━━ Provided records
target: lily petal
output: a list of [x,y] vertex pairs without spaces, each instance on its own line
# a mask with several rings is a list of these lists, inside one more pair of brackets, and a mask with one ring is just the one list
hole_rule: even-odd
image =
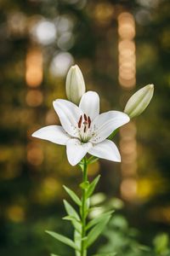
[[65,131],[74,137],[79,137],[77,124],[82,114],[81,109],[74,103],[61,99],[54,101],[53,106]]
[[90,139],[93,143],[99,143],[106,139],[116,129],[128,123],[128,114],[120,111],[108,111],[97,116],[92,126],[94,136]]
[[84,93],[80,101],[79,108],[94,120],[99,113],[99,96],[94,91]]
[[60,145],[66,145],[69,135],[60,125],[42,127],[32,134],[32,137],[52,142]]
[[69,163],[76,166],[86,155],[92,143],[81,143],[77,139],[70,139],[66,143],[66,154]]
[[121,161],[121,155],[117,147],[110,140],[105,140],[102,143],[94,144],[94,147],[88,150],[88,153],[92,155],[111,161]]

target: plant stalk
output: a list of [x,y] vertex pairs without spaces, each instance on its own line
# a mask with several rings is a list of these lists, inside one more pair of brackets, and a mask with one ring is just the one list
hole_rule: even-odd
[[[83,168],[82,168],[82,183],[88,181],[88,163],[86,158],[84,158]],[[87,256],[87,250],[84,247],[84,238],[86,236],[86,189],[82,190],[82,242],[81,242],[81,256]]]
━━━━
Challenge:
Copy every line of the entries above without changes, but omit the pictures.

Task solution:
target: lily petal
output: a list of [x,y] vertex pairs without spaces, each instance on its own line
# a mask with several rings is a list of these lists, inside one more pair of brackets, and a mask with one ring is just the one list
hole_rule: even-odd
image =
[[65,131],[74,137],[79,137],[77,124],[82,114],[81,109],[74,103],[61,99],[54,101],[53,106]]
[[90,139],[93,143],[99,143],[106,139],[116,129],[128,123],[128,114],[120,111],[108,111],[97,116],[92,126],[94,136]]
[[84,93],[80,101],[79,108],[94,120],[99,113],[99,96],[94,91]]
[[60,145],[66,145],[69,135],[60,125],[42,127],[32,134],[32,137],[52,142]]
[[69,163],[76,166],[86,155],[92,143],[81,143],[77,139],[70,139],[66,143],[66,154]]
[[121,161],[121,155],[117,147],[110,140],[105,140],[102,143],[94,144],[94,147],[88,150],[88,153],[92,155],[111,161]]

target: plant stalk
output: a list of [x,y] vertex pairs without spaces, each instance on its own line
# a mask with several rings is a list of these lists, inside one more pair of brackets, and a mask with one ring is just the one list
hole_rule: even-odd
[[[83,168],[82,168],[82,183],[88,181],[88,163],[86,158],[84,158]],[[87,256],[87,250],[84,247],[84,238],[86,236],[86,189],[82,190],[82,242],[81,242],[81,256]]]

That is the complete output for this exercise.